DOCUMENTO:
※ ※ ※

A cúpula do movimento bolsonarista ainda não entendeu a situação. O empresário bilionário nascido na África do Sul e naturalizado americano Elon Musk, 52 anos, não vai usar o seu prestígio e muito menos os seus recursos para salvar a pele do ex-presidente da República Jair Bolsonaro (PL) nos processos aos quais responde nos inquéritos presididos pelo ministro do Supremo Tribunal Federal (STF) Alexandre de Moraes, 55 anos. Musk está usando os rolos de Bolsonaro com o STF para pressionar o ministro contra a regulamentação das redes sociais no Brasil – matérias na internet. Não é Musk que serve a Bolsonaro, é o ex-presidente que serve aos propósitos do empresário bilionário. Fiz essa afirmação com base em tudo que li e assisti a respeito da manifestação feita no domingo (21/4), em Copacabana, no Rio de Janeiro (RJ), que reuniu 32 mil pessoas. A exemplo do ato que aconteceu em 25 de fevereiro, reunindo 182 mil bolsonaristas na Avenida Paulista, centro de São Paulo, o do Rio também foi organizado, financiado e articulado pelo pastor neopentecostal Silas Malafaia, da Igreja Assembleia de Deus Vitória em Cristo.
Não vou comparar a grandiosidade dos dois atos. Considero essa conversa assunto para a imprensa diária. A nossa conversa é sobre a cúpula do movimento bolsonarista. O ato do Rio pegou carona no tumulto criado pelos ataques do empresário ao ministro Moraes. Falei sobre o assunto no post de 12 de abril Musk amarrou o cavalo no lugar errado, o Brasil não é uma república de bananas. De certa maneira, fiquei surpreso pela manifestação ter apostado tão alto na história da briga do empresário e do ministro, já que o caso saiu das manchetes para o pé da página dos jornais. Eles teriam outra opção de aposta? Não. O ex-presidente e toda a cúpula do movimento, incluindo o presidente do partido de Bolsonaro, Valdemar da Costa Neto, estão respondendo a muitos inquéritos e processos no STF. Portanto, estão terceirizando os ataques ao ministro Moraes. No domingo, ficaram a cargo do pastor Malafaia. Ele é defensor do atrelamento da luta dos bolsonaristas contra o ministro Moraes à de Musk. Mas não é unanimidade dentro do movimento. Muito pelo contrário. Há lideranças importantes que não estão gostando dessa proximidade, por julgar que o episódio é uma briga de cachorro grande e, por isso, no final pode sobrar para o lado mais frágil. Um dos defensores dessa visão é o presidente do PL. Costa Neto, 74 anos, é um político muito experiente. Na opinião dele, quanto mais longe o ex-presidente ficar da briga de Musk com Moraes, melhor para todo mundo. Prega que Bolsonaro deve se concentrar em investir o seu capital político nas eleições municipais e conseguir eleger o maior número possível de vereadores e prefeitos. Acredita que esse seja o caminho para o ex-presidente se safar da condenação que mais o incomoda, que é a inelegibilidade de oito anos aplicada pelo Tribunal Superior Eleitoral (TSE). Malafaia é defensor da tese de que, para Bolsonaro derrubar essa condenação, deve criar “movimentos monstros”, reuniões com grande número de seguidores, para pressionar o TSE.

※ ※ ※

Itens do conjunto de dados:
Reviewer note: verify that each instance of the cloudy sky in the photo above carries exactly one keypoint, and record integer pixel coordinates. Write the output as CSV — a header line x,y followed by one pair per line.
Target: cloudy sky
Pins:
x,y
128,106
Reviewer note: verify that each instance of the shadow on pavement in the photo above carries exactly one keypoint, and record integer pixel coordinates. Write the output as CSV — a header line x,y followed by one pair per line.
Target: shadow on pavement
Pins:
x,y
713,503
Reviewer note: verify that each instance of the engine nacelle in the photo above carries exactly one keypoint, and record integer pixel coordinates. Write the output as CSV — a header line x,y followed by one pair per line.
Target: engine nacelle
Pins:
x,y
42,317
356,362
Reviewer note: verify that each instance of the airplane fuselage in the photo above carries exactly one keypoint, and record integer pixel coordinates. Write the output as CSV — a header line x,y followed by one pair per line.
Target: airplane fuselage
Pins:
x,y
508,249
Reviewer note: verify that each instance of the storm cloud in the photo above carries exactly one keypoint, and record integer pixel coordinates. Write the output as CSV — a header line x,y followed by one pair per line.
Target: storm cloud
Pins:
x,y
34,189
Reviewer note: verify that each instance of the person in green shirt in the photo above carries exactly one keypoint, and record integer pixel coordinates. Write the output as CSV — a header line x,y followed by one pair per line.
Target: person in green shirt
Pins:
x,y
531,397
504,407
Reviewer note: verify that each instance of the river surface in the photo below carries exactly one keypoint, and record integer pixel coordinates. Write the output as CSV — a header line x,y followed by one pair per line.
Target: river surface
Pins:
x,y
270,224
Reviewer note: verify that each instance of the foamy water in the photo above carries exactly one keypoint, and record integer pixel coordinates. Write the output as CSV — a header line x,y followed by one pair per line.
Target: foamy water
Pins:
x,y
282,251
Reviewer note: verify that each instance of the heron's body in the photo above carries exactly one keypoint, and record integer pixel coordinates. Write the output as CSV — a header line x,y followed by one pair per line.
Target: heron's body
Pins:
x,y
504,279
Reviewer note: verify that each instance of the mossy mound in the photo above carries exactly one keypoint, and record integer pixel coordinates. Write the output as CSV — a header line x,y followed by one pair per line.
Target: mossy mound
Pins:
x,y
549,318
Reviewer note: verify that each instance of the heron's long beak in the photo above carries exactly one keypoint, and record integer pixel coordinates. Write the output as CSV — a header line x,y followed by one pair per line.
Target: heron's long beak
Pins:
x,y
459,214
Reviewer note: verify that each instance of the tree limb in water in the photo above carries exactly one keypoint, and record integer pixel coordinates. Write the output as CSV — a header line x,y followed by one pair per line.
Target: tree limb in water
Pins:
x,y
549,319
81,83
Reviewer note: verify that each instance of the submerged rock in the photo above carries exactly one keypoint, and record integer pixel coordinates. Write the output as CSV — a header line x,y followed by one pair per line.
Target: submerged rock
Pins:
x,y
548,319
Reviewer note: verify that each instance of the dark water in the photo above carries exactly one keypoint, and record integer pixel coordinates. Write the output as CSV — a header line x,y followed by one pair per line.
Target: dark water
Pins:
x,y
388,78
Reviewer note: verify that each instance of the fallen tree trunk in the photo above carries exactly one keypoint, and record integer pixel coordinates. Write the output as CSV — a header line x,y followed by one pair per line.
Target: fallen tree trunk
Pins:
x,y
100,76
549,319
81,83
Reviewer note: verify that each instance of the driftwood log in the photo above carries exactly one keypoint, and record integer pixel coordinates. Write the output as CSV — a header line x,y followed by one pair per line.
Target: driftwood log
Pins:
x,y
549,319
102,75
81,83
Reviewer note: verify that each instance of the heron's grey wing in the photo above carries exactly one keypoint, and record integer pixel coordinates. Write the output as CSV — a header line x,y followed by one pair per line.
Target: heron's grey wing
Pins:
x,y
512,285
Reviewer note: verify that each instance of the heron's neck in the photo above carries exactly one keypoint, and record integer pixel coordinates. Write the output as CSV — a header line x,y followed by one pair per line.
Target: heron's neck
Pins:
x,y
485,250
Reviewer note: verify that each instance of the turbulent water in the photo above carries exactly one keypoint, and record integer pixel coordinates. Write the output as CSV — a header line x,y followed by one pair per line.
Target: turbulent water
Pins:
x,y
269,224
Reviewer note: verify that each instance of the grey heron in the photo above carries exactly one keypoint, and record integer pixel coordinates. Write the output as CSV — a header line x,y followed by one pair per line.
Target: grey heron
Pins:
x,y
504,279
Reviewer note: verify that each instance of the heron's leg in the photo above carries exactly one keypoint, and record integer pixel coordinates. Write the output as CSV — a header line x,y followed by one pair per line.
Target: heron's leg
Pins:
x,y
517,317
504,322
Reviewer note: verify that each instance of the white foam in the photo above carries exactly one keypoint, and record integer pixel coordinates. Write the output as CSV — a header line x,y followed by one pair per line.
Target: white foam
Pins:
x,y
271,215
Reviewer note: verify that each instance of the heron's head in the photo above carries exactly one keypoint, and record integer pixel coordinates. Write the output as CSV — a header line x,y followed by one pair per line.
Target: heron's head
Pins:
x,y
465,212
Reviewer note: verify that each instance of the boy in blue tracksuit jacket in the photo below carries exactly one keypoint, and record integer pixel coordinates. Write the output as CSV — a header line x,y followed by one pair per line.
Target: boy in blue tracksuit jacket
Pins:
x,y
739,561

※ ※ ※

Você pode dar continuidade ao texto sobre a cúpula bolsonarista e Elon Musk, lá em cima, começando logo após a última frase apresentada?

RESPOSTA:
Há mais um fator que deve ser levado em conta. A campanha presidencial nos Estados Unidos começa a ganhar corpo. O ex-presidente Donald Trump (republicano) vai disputar as eleições de novembro com o atual, Joe Biden (democrata), que o derrotou em 2020. Tudo indica que será uma disputa muito acirrada. Dentro de um ambiente de disputa acirrada, duvido que republicanos e democratas terão tempo para se preocupar com qualquer coisa que não seja os seus próprios problemas. Portanto, é ilusão dos bolsonaristas acreditarem que poderão contar com a atenção dos seus aliados da extrema direita americana, ligados a Trump. Será um deus nos acuda. Cada um por si. O que descrevi é a realidade. Mas para a militância é vendida a ideia de que a ajuda da extrema direita internacional está chegando. É absurda essa história. Mas é assim que está sendo contada para o militante. Confesso que fiz parte do grupo de jornalistas que acreditava que o ex-presidente não gastaria tempo, dinheiro e esforço físico tentando derrubar a decisão do TSE. Até porque há, em um estado bem adiantado, uma disputa interna no movimento bolsonarista sobre quem irá substituí-lo nas eleições presidenciais de 2026. Mas estava enganado. Bolsonaro realmente foi convencido que tem alguma chance de derrubar a sentença. Não tem. A situação do ex-presidente perante a lei é muito complicada. Até onde ele está disposto a apostar na possibilidade de derrubar a sentença do TSE, eu creio que só o tempo nos dirá.
A exemplo do que acontece nos países democráticos ao redor do mundo, o cenário político muda diariamente no Brasil. Especialmente em anos de eleições municipais, que são a disputa mais renhida do calendário eleitoral. Ninguém tem dúvida, inclusive os seus adversários, que o ex-presidente elegerá muita gente para as câmaras municipais e prefeituras. E que dessa eleição brotará uma nova realidade política. É assim que as coisas funcionam. Agora, qual será o rumo que essa nova realidade política dará ao movimento bolsonarista? Não tem como imaginar, por existirem muitas variáveis soltas no ar. Uma delas é que há no movimento um grupo considerável de pessoas ligadas à chamada direita democrática que aguarda com ansiedade o surgimento de uma nova liderança ligado ao centro. Nos últimos tempos, a imprensa esqueceu da existência desse grupo. Mas ele continua existindo.